WHAT YOU NEED TO DO
Copy out every record that follows, word for word.

*** Opening of EXERCISE INPUT ***

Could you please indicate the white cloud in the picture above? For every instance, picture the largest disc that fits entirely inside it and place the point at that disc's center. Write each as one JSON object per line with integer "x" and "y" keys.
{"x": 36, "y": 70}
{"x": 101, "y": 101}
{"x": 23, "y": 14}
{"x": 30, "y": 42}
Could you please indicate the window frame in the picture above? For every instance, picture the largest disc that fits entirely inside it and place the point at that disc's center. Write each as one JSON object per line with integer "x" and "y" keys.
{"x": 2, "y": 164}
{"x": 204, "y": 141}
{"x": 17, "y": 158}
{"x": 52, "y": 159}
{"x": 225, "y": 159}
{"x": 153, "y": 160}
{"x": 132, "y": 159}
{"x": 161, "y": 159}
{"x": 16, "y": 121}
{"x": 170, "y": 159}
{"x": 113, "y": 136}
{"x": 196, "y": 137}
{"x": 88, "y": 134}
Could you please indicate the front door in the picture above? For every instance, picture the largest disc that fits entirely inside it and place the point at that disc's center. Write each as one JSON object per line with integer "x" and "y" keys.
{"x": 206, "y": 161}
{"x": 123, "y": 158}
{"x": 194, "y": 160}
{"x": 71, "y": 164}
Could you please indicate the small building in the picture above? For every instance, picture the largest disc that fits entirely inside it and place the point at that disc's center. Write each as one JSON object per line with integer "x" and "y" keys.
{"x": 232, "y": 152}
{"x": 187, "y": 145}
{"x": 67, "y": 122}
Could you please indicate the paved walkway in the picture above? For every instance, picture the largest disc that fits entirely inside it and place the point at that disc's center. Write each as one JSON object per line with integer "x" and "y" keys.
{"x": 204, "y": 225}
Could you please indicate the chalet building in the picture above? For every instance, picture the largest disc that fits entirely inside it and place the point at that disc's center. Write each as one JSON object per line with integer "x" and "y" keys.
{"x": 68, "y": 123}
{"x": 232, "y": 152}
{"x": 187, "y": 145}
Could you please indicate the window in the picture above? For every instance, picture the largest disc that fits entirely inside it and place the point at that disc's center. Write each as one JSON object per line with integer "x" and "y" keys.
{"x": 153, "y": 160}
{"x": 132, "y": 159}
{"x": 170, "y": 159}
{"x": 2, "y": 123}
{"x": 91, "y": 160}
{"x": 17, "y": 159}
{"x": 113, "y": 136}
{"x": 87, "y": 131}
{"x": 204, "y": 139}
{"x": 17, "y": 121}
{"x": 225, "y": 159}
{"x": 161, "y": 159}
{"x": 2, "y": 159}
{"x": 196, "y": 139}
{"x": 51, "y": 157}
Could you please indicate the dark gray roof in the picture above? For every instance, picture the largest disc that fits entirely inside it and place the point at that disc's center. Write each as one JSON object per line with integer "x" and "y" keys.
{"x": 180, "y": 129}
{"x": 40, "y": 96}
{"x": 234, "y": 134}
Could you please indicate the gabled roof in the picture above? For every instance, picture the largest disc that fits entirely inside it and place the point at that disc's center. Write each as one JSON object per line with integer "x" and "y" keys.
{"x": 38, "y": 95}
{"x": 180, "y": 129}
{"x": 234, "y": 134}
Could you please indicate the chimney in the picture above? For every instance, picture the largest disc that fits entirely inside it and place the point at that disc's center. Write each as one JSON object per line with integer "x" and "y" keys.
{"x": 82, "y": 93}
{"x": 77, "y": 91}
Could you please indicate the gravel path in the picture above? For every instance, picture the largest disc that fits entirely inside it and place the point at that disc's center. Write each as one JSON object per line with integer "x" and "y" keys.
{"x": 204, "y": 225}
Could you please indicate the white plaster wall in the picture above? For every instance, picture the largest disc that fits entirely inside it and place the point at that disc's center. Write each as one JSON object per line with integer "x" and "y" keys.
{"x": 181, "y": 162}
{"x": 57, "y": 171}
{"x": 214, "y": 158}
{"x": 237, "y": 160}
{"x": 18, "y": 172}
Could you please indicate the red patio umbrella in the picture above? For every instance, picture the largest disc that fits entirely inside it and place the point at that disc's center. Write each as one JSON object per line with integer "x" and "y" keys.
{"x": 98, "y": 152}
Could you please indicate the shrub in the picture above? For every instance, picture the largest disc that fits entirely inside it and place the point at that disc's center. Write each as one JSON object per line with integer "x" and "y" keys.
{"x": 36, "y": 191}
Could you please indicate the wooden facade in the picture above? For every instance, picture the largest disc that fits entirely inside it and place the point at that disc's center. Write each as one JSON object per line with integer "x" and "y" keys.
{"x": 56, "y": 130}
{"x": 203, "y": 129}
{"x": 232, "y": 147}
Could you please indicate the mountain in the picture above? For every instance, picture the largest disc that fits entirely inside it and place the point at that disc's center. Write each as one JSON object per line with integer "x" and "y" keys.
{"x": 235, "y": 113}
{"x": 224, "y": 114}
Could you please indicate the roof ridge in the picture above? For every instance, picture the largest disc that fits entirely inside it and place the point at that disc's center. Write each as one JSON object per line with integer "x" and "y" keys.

*** Close of EXERCISE INPUT ***

WRITTEN REPLY
Could you please indicate the white cloud in the picture above? For every instance, picture the largest disc that fits entirely inside it and place the point at that disc's center. Write each as one JSON object per line with integer "x" and "y" keys.
{"x": 36, "y": 70}
{"x": 101, "y": 101}
{"x": 23, "y": 14}
{"x": 30, "y": 42}
Could you please indicate the window frame in the picture above? For every instance, picture the largest disc that fits entirely inside it and place the point at that disc's center. Write each as one JSON object per line with integer "x" and "y" keys.
{"x": 2, "y": 164}
{"x": 204, "y": 141}
{"x": 17, "y": 158}
{"x": 52, "y": 159}
{"x": 225, "y": 159}
{"x": 153, "y": 160}
{"x": 132, "y": 159}
{"x": 161, "y": 159}
{"x": 16, "y": 121}
{"x": 170, "y": 159}
{"x": 113, "y": 136}
{"x": 196, "y": 137}
{"x": 88, "y": 134}
Could you please indicate the front door in the picture above? For every instance, picture the largest disc that fits entirely inside it and place the point at that disc's center. Write each as one JSON object per line with integer "x" and "y" keys.
{"x": 206, "y": 161}
{"x": 123, "y": 158}
{"x": 194, "y": 160}
{"x": 71, "y": 164}
Could you please indicate the small building in the picture above? For every instance, picture the largest disc that fits entirely inside it and place the point at that disc's center. Write each as one JSON object per line with integer "x" and "y" keys.
{"x": 232, "y": 152}
{"x": 187, "y": 145}
{"x": 67, "y": 122}
Could you please indicate the paved walkway in the picture above? For every instance, picture the largest disc that fits entirely inside it and place the point at that disc's center. Write each as one JSON object per line with integer "x" and "y" keys.
{"x": 204, "y": 225}
Could you please indicate the chalet building in the picture above? For every instance, picture the largest disc that fits entirely inside it and place the point at that disc's center. Write each as one JSON object per line with integer "x" and "y" keys.
{"x": 68, "y": 123}
{"x": 232, "y": 152}
{"x": 187, "y": 145}
Could you please indicate the window in the picture above? For every instance, picture the largest disc that fits entirely inside it and place the point at that disc's center. Write each as one JSON object per line with integer "x" and "y" keys.
{"x": 153, "y": 160}
{"x": 132, "y": 159}
{"x": 170, "y": 159}
{"x": 2, "y": 123}
{"x": 91, "y": 160}
{"x": 17, "y": 159}
{"x": 113, "y": 136}
{"x": 87, "y": 131}
{"x": 204, "y": 139}
{"x": 17, "y": 121}
{"x": 225, "y": 159}
{"x": 161, "y": 159}
{"x": 2, "y": 159}
{"x": 196, "y": 139}
{"x": 51, "y": 157}
Could you please indicate the dark gray roof in the picture above? For every instance, picture the largest disc that fits entirely inside it and place the point at that disc's center. Write each as one JSON object per line with integer "x" and "y" keys.
{"x": 180, "y": 129}
{"x": 40, "y": 96}
{"x": 234, "y": 134}
Could you please indicate the gabled roof in the picture above? For every instance, picture the largest disc that fits entirely inside it and place the point at that disc's center. Write each as one JSON object per line with integer "x" and "y" keys.
{"x": 38, "y": 95}
{"x": 180, "y": 129}
{"x": 234, "y": 134}
Could you please indicate the chimney in the picture above? For every instance, picture the largest disc that fits entirely inside it and place the point at that disc's center. Write each as one JSON object per line with integer "x" and "y" keys.
{"x": 82, "y": 93}
{"x": 77, "y": 91}
Could you please indicate the gravel path in the picture above? For every instance, picture the largest disc that fits entirely inside it and place the point at that disc's center. Write each as one JSON object per line with integer "x" and "y" keys.
{"x": 204, "y": 225}
Could you please indicate the white plaster wall in the picture above? For every instance, picture the largest disc that fits entirely inside it and place the point at that disc's center. Write each as one JSON object per line with integer "x" and "y" keys.
{"x": 181, "y": 162}
{"x": 57, "y": 171}
{"x": 214, "y": 158}
{"x": 237, "y": 160}
{"x": 18, "y": 172}
Could you please indicate the red patio umbrella in the picture above? For every instance, picture the largest disc that fits entirely inside it and place the point at that disc's center. Write each as one JSON object per line with integer "x" and "y" keys.
{"x": 98, "y": 152}
Could you please indicate the shrub in the picture above? For every instance, picture the largest disc that fits entirely inside it and place the point at that disc's center. Write each as one JSON object per line with integer "x" and "y" keys.
{"x": 36, "y": 191}
Could you please indicate the wooden facade in the picture above? For every instance, picture the largest disc that fits entirely inside it and place the point at that disc's center. Write each as one JSON object per line with integer "x" and "y" keys.
{"x": 56, "y": 130}
{"x": 203, "y": 129}
{"x": 232, "y": 147}
Could you please indicate the mountain in the picture above? For every instance, picture the largest disc that fits entirely inside it and place the point at that disc's center. Write each as one JSON object per line with integer "x" and "y" keys.
{"x": 235, "y": 113}
{"x": 224, "y": 114}
Could you please indicate the roof ridge in the picture above? For every instance, picture the largest disc that fits entirely inside it and place the point at that disc's center. Write each as one JSON object per line with integer "x" and "y" keys.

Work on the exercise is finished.